## [DESCRIPTION OF THE TASK]
Would you please give the entries again word for word, with no images in your copy?

## [MATERIAL SHOWN]
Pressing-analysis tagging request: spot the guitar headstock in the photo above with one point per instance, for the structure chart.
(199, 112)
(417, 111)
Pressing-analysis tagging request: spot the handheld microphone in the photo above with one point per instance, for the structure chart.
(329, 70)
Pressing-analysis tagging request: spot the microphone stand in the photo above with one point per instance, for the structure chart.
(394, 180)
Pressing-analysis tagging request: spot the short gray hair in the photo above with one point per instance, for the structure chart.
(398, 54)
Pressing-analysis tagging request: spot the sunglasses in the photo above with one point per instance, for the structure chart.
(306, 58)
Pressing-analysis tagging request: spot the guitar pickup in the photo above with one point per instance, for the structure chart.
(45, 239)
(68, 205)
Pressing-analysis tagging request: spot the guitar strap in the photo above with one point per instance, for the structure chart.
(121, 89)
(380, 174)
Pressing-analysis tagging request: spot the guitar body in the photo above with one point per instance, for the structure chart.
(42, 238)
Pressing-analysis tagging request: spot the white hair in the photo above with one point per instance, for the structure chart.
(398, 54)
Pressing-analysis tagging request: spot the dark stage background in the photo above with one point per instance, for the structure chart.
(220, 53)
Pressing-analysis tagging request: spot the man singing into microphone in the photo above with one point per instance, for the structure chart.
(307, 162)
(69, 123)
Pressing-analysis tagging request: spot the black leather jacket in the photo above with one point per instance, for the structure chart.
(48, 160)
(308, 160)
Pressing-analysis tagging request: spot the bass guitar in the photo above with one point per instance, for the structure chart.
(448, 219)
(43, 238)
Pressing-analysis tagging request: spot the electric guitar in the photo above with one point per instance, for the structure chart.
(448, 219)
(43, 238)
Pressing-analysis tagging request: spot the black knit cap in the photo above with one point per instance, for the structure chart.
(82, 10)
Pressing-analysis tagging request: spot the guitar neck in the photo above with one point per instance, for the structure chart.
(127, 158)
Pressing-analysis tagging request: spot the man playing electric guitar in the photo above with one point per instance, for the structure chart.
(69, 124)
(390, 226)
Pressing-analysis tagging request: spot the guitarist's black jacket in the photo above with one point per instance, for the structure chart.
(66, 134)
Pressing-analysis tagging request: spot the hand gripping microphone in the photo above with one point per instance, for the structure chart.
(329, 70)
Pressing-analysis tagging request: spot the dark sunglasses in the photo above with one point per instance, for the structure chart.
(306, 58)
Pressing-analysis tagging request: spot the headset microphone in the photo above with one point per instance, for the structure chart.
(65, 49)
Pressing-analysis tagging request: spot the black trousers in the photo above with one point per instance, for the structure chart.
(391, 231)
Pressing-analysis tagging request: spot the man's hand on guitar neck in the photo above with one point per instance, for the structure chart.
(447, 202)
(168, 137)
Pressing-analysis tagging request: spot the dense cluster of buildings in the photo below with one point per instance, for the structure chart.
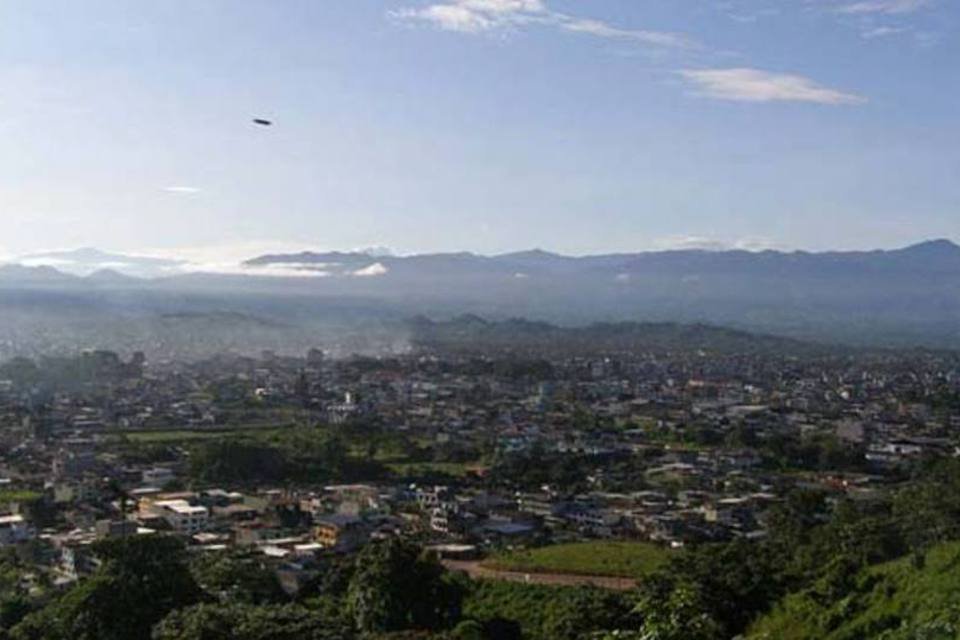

## [RESULT FOR THIS EXERCISE]
Pressing-analysis tagging request: spot the guitar headstock in the photo above with one point per instance, for the structure chart.
(199, 112)
(417, 111)
Pressing-analysis tagging request: spot the handheld microphone in the photo above with one point per instance, for the structure chart.
(329, 70)
Pressing-analysis tagging request: spot the microphone stand in the photo above with one point per instance, for the structure chart.
(394, 180)
Pressing-analysis tagging request: spot the short gray hair in the photo above with one point per instance, for the structure chart.
(398, 54)
Pressing-analysis tagging request: spot the sunglasses in the photo above with one point per instance, for the structure chart.
(306, 58)
Pressing-analysis tagging request: spot the guitar pickup in the photo above with one point per instance, for the structure chart.
(45, 239)
(68, 205)
Pressing-analysis tagging request: spot the guitar strap in the photo above with one point per instance, for the structure chart.
(121, 89)
(380, 174)
Pressing-analysis tagging request: spot the guitar body in the photo above with one point per instance, for the structure chart.
(42, 238)
Pressing-analysis tagging request: spot the white hair in the photo above with one point per instance, for the structure chart.
(398, 54)
Pressing-analysis tagging request: spot the dark stage background in the photo above with one point per instance, for the structure chart.
(220, 53)
Pressing-analysis tagging request: spot the man singing into microphone in the photo above with one point per instance, for the structure chart.
(307, 162)
(69, 123)
Pressing-analysis tagging request: spot the black leather jacket in the photo above with one point per instance, for the structure chart.
(48, 160)
(308, 160)
Pressing-analysis tagging request: spot the bass guitar in the photo above with one point per instance, for the structure chart.
(448, 219)
(43, 238)
Pressing-analysis tagging request: spot the electric guitar in the photo above with one point per instance, for the structure chart.
(448, 219)
(43, 238)
Pressing-analysis tagging request: spot the black knit cap in the photo above with one point per instance, for the structure chart.
(82, 10)
Pressing-analysis tagging request: spot the guitar neck in the photo above with one point per instance, for the structure chart.
(127, 158)
Pressing-analysis tagging request: spot the man playing electric guitar in the photo above with one point per instance, for the structure chart.
(69, 124)
(390, 226)
Pressing-analysis tagging request: spot the guitarist's black jacket in the photo above with one point per instance, for the structure chart.
(66, 134)
Pressing-analysis tagging request: spot the hand gripping microphone in the photo above with one point per instance, for the structure chart.
(329, 70)
Pressing-analysis tagging request: spot the dark sunglasses in the photo above with one point per instance, for the structure chart.
(306, 58)
Pressing-analysis tagging request: spot the headset microphone in the photo above with one point per instance, for the structure chart.
(65, 49)
Pressing-analysis tagging request: spot the black trousers in the photo above with one point per instance, for the structure chart.
(391, 231)
Pressing-analysis tagging request: spot the man's hand on guitar neck in the photo above with one point per instance, for the structure chart.
(447, 202)
(168, 137)
Pressing-analysis tagging request: spot the dense cluster of buildings in the photo below with one point per instance, for the structure chart.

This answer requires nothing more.